WORK TO BE COMPLETED -> Each line from the one containing "Each instance receives one keypoint. Mark the man's nose" to the end of the listing below must be retyped exactly, with no line left out and none added.

EXERCISE DATA ->
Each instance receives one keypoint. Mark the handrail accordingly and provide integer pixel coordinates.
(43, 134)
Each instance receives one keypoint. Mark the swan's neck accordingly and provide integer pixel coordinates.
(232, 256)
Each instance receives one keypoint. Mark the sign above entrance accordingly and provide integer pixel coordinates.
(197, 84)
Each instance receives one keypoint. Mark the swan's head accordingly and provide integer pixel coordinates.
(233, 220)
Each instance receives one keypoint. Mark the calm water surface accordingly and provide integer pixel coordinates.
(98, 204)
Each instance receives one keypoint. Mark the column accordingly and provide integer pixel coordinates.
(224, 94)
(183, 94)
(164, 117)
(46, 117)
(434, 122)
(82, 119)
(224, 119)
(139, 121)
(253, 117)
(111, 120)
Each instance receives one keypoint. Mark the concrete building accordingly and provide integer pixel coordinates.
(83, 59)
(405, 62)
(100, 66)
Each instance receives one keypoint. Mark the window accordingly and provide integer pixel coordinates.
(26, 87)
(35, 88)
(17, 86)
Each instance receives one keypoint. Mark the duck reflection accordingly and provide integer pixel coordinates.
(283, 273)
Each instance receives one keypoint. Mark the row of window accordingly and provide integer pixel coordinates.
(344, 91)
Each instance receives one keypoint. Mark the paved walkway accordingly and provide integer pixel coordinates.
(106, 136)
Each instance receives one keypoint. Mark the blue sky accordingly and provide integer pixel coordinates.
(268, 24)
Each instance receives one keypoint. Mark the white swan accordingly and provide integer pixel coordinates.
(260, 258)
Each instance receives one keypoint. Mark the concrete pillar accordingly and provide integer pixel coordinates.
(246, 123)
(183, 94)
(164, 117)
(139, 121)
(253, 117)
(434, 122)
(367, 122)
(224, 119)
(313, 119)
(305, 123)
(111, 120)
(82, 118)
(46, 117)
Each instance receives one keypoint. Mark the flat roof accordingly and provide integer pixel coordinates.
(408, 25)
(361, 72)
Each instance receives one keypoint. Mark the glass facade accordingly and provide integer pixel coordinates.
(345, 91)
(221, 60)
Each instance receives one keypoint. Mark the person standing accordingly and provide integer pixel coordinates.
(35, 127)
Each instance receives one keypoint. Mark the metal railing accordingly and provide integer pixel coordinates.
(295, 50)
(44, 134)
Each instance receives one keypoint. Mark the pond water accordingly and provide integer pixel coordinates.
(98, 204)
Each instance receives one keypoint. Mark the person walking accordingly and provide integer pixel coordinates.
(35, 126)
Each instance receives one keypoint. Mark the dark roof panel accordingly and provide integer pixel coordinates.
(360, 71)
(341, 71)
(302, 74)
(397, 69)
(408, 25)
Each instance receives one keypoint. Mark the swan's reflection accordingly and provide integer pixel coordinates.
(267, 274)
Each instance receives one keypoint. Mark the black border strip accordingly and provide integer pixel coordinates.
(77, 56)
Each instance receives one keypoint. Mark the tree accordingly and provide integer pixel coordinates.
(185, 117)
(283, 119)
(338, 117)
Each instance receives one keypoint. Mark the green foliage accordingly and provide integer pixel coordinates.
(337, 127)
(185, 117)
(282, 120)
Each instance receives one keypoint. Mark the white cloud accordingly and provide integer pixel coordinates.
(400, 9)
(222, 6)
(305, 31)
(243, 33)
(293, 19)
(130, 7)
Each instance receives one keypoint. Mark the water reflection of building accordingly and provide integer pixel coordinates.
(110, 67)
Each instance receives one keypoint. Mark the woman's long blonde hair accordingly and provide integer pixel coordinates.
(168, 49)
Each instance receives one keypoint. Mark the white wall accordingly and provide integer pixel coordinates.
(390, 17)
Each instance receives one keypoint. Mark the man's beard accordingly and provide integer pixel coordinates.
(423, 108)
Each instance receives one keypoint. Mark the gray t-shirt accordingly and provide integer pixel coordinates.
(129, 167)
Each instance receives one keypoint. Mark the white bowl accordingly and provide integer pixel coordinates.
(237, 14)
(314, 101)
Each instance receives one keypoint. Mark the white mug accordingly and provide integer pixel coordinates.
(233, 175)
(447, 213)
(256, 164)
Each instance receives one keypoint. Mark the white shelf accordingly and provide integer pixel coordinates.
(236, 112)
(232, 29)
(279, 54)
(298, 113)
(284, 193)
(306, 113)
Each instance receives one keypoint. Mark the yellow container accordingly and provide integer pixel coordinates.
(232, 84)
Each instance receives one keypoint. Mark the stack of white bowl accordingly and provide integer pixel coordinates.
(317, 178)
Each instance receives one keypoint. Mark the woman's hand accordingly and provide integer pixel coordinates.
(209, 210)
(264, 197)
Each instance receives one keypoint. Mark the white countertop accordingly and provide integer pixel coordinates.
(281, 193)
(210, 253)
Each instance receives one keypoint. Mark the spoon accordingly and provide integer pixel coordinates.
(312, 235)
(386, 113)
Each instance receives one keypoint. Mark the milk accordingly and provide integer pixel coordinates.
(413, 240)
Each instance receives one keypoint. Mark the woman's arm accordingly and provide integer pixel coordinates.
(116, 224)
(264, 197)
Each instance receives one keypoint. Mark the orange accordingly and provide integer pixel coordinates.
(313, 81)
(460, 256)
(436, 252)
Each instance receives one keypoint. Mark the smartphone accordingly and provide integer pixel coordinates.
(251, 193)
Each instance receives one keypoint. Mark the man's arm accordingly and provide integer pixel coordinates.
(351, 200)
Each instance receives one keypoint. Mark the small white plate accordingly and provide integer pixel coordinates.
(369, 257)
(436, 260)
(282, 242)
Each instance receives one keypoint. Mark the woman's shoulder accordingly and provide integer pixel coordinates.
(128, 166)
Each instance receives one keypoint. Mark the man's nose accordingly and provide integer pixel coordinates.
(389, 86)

EXPECTED ANSWER ->
Each instance receives one keypoint. Mark the man's nose accordingly and provide integer pixel coordinates.
(389, 86)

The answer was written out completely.